#### Given passage
Begin
RatQueensV2_CoverRat Queens, Vol. 2: The Far-Reaching Tentacles of N’Rygoth

Story: Kurtis J. Wiebe
Art: Roc Upchurch and Stjepan Sejic

Published: May 19, 2015
Publisher: Image Comics
Genre(s): Graphic Novel, Fantasy
Format: Paperback
Length: 136 pages

Rat Queens is a modern spin on classic fantasy tropes that plays within those boundaries while also subverting clichés, and does so with a light touch. It has a great premise: a group of rowdy adventurers in a fantasy world fight, fuck, and generally incite civic destruction. The twist is that they’re all women, and they work both with and against other adventuring parties with similar mixes of race and gender.

The character designs are great, and Wiebe has a fantastic sense of humor. The character development is especially well-done, and each of the women at the center of the story feel both fully developed and entirely unique. In fact, characterization is probably the strongest aspect of the series so far.

I definitely enjoyed the first volume, Sass & Sorcery, which was a story about the team as they dealt with a surprising betrayal. This second volume, The Far-Reaching tentacles of N’Rygoth, tells a story that focuses on Dee, a semi-lapsed member of a religion that worships Lovecraftian horrors. I get the impression that future volumes of the series will tell similar stories that focus on each member of the Queens, so this volume is probably a good template for things to come.
End
#### Record excerpts
Begin
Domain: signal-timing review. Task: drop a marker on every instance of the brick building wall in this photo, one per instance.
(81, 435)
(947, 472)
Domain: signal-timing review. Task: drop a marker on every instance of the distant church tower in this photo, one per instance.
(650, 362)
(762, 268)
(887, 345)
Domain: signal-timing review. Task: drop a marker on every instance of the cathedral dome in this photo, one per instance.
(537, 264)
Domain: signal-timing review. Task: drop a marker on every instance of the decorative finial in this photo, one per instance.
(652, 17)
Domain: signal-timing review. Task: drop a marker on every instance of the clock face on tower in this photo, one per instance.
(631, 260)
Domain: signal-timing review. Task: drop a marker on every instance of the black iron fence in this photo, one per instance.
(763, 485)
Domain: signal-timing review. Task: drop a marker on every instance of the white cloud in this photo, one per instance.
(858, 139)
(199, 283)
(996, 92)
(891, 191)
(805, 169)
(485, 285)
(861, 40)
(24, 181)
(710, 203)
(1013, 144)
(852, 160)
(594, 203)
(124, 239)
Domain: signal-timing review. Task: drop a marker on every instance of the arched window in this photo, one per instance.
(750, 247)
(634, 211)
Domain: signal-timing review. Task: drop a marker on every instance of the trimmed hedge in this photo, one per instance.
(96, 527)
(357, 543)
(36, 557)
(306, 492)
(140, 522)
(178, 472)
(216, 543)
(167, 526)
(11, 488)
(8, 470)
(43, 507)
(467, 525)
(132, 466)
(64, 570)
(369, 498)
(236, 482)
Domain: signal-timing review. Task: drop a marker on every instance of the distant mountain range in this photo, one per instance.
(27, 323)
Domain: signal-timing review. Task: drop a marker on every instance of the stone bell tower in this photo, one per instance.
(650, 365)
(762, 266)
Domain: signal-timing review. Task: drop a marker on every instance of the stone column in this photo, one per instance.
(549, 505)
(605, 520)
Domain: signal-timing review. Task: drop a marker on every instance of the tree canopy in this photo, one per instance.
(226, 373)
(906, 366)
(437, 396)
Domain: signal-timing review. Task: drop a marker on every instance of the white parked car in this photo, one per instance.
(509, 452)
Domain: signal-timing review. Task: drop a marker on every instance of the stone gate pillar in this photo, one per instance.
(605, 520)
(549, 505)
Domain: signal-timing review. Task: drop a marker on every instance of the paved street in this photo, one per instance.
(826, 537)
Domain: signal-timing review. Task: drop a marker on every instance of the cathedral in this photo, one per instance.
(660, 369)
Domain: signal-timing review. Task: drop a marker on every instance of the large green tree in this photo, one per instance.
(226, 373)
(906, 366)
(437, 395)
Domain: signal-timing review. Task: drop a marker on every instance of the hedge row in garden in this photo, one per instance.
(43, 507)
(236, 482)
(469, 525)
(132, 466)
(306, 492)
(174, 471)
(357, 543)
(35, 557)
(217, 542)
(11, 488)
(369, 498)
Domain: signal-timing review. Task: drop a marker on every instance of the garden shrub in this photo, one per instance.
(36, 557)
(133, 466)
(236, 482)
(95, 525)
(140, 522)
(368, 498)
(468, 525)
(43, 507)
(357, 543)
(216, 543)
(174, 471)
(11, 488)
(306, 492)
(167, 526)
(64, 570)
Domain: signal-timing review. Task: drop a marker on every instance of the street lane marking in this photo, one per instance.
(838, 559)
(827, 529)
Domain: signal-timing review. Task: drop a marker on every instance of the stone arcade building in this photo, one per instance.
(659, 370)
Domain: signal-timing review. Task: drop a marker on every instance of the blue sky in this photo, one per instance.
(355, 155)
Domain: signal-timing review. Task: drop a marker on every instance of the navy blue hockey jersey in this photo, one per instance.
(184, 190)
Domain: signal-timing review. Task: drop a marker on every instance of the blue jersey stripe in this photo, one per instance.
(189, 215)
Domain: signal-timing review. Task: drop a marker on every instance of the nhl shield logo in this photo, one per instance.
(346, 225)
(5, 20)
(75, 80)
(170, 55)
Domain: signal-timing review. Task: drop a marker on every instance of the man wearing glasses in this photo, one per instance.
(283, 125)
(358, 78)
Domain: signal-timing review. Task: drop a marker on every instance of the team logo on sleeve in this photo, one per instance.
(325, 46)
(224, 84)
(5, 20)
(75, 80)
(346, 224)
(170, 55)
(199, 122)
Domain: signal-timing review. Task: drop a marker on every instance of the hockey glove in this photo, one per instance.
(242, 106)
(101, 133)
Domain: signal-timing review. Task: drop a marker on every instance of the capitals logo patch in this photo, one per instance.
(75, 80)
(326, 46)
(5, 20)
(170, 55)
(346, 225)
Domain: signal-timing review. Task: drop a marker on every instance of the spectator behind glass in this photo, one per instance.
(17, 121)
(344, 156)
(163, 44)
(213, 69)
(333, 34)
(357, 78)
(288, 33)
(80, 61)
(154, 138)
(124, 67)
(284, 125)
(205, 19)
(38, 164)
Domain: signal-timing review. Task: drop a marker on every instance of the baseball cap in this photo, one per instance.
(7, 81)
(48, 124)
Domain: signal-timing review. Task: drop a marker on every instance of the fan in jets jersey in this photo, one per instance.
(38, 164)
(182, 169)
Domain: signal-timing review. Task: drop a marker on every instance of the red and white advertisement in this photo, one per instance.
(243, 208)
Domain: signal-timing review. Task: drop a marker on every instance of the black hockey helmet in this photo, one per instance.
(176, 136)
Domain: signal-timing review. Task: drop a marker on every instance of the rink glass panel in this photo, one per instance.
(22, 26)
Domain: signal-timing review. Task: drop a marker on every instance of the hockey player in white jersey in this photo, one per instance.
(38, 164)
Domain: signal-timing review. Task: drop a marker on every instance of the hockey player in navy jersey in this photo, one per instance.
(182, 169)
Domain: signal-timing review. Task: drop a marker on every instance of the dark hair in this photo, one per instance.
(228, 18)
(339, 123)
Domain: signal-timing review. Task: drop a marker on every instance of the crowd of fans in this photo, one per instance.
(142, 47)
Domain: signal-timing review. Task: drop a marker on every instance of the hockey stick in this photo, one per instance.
End
#### Request
In the Rat Queens review, which character is the focus of the second volume's story?

#### Solution to the exercise
Dee, a semi-lapsed member of a religion that worships Lovecraftian horrors.